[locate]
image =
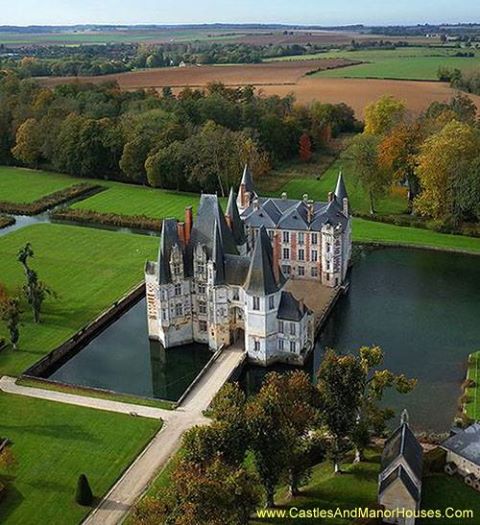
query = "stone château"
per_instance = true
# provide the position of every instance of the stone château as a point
(221, 278)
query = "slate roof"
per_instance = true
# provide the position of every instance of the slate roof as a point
(289, 214)
(466, 443)
(290, 309)
(168, 239)
(261, 278)
(402, 474)
(238, 228)
(403, 443)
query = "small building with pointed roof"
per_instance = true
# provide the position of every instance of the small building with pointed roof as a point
(221, 278)
(400, 480)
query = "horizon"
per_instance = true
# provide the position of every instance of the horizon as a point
(27, 13)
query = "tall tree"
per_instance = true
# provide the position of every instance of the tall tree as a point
(372, 176)
(383, 115)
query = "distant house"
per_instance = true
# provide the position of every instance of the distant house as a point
(463, 454)
(400, 480)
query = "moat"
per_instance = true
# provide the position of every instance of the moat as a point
(422, 307)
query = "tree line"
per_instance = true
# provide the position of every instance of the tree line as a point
(196, 140)
(253, 445)
(436, 155)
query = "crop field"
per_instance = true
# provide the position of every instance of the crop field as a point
(410, 63)
(53, 444)
(88, 269)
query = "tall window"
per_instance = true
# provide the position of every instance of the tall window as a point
(271, 302)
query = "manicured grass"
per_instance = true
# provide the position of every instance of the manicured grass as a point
(393, 203)
(21, 185)
(53, 444)
(88, 269)
(410, 63)
(472, 407)
(440, 491)
(90, 392)
(126, 199)
(376, 232)
(356, 487)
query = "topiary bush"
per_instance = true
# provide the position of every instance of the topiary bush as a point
(83, 494)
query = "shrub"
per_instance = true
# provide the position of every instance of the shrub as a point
(83, 494)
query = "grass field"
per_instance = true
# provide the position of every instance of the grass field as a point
(472, 406)
(410, 63)
(21, 185)
(88, 269)
(53, 444)
(136, 200)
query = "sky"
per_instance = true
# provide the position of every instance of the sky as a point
(321, 12)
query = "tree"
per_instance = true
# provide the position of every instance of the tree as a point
(83, 493)
(35, 291)
(372, 176)
(10, 313)
(29, 141)
(305, 149)
(340, 385)
(383, 115)
(438, 170)
(398, 152)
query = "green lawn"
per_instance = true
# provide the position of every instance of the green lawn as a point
(21, 185)
(395, 202)
(53, 444)
(89, 269)
(130, 200)
(473, 404)
(356, 487)
(410, 63)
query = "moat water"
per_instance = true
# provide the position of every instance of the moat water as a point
(423, 308)
(123, 359)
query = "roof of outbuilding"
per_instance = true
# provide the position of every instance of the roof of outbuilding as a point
(402, 474)
(290, 309)
(466, 443)
(403, 443)
(261, 277)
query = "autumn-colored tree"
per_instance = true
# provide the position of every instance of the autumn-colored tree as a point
(305, 148)
(372, 176)
(29, 140)
(397, 152)
(383, 115)
(438, 170)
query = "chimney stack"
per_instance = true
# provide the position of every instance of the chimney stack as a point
(188, 223)
(181, 232)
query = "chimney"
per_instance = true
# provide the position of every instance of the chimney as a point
(181, 232)
(276, 256)
(188, 223)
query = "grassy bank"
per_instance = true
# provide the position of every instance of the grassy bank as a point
(88, 269)
(53, 444)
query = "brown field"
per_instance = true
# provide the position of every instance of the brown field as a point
(282, 78)
(288, 72)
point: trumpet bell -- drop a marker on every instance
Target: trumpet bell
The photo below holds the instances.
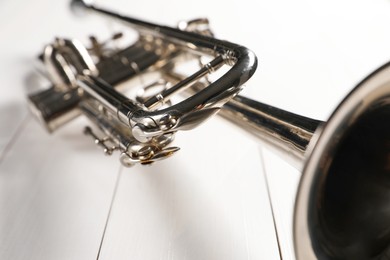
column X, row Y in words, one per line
column 342, row 207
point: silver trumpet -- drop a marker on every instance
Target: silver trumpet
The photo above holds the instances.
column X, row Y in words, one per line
column 342, row 207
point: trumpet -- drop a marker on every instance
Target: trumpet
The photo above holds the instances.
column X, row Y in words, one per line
column 341, row 209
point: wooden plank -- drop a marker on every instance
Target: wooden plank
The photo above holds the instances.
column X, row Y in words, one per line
column 54, row 200
column 207, row 202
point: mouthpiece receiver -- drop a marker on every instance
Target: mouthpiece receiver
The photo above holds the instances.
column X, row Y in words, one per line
column 95, row 81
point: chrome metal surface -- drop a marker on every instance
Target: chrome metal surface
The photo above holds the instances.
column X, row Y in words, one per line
column 141, row 131
column 341, row 207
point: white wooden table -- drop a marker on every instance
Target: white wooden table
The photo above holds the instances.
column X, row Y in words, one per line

#### Task directions:
Copy word for word every line of the data from the line containing "point: chrome metal" down to the final line of the data, including both ends.

#### Result for this exercise:
point: chrome metal surface -- drop a marker on every instance
Target: chrome metal surface
The photo above holds the instances.
column X, row Y in words, one per line
column 141, row 131
column 341, row 207
point: white wooden table -- drop a marker on every instance
Target: white wooden table
The photo above holds the instances.
column X, row Y in words, one per line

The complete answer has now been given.